[Corpora-List] corpus linguistics and the real world

Bryar Family bryar at vermontel.net
Fri Sep 14 20:49:46 UTC 2007


I'm delighted to see that there is actually a discussion touching on the
purpose of corpora within the field of linguistic analysis. 

Many of us who originally joined this listserve came at the subject from
working or academic backgrounds in content management. Certainly we wanted
to know what corpora might be available. More importantly, we wanted to know
about developer/researcher experiences when using corpora to assess the
subject, relevance, authenticity or urgency and other meaning to be
discovered in a  given body of content.

We wanted to know: 
What were unique words or statistically significant linguistic clusters
within a corpora that could identify the subject areas of note in a body of
content, or statistically significant clusters within a body of content that
could trigger some sort of response reaction.

We originally looked at corpora to help us with linguistic analysis. We
hoped such an approach would allow us to construct statistical models to:

* Distinguish THE ORIGIN of a piece of content, as American, Brits, South
Asians and South Africans use the language differently.

§ **Recorded data**
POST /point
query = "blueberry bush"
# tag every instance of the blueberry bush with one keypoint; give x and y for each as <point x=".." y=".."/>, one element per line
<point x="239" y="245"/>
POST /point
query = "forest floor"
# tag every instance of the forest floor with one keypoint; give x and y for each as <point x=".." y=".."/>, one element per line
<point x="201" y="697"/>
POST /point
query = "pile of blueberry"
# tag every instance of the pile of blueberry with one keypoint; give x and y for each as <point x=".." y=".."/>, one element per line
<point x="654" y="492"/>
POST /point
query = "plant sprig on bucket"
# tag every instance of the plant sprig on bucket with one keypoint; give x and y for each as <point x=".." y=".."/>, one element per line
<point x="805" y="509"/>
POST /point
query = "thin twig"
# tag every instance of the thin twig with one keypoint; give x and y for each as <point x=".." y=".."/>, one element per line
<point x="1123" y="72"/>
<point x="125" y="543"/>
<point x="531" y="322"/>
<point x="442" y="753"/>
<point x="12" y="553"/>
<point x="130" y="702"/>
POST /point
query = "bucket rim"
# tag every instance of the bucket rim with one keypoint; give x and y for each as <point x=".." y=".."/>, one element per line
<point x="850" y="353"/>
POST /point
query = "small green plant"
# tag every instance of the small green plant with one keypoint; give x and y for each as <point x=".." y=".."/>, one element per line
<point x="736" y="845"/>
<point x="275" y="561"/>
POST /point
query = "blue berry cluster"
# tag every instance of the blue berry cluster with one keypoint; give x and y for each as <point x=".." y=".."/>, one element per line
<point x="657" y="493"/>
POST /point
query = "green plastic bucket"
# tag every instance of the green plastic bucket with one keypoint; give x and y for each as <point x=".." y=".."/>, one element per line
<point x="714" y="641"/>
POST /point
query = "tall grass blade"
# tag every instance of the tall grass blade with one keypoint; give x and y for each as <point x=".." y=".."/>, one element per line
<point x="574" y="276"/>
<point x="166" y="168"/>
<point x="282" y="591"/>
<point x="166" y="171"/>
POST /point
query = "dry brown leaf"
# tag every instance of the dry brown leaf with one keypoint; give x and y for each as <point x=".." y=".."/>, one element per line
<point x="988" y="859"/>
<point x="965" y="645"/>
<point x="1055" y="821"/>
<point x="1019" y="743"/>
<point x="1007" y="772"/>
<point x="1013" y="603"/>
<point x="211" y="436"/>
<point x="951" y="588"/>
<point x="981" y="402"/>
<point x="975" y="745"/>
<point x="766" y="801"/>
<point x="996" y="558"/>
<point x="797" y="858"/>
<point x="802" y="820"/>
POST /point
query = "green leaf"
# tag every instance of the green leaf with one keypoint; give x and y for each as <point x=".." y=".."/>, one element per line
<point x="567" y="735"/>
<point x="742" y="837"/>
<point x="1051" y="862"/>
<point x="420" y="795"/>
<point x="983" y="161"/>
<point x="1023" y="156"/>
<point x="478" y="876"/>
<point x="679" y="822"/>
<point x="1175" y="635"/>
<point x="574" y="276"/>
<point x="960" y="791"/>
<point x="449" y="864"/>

§ **Objectives**
A. Reproduce the post on corpus linguistics word for word, starting at the words "I'm delighted to" and stopping after "body of content.".
B. In the post on corpus linguistics, what backgrounds does the writer say many people on the list came from?
The listing isn't needed for any of this.

§ **Answers to the tasks**
A.
I'm delighted to see that there is actually a discussion touching on the
purpose of corpora within the field of linguistic analysis. 

Many of us who originally joined this listserve came at the subject from
working or academic backgrounds in content management. Certainly we wanted
to know what corpora might be available. More importantly, we wanted to know
about developer/researcher experiences when using corpora to assess the
subject, relevance, authenticity or urgency and other meaning to be
discovered in a  given body of content.

B. Working or academic backgrounds in content management.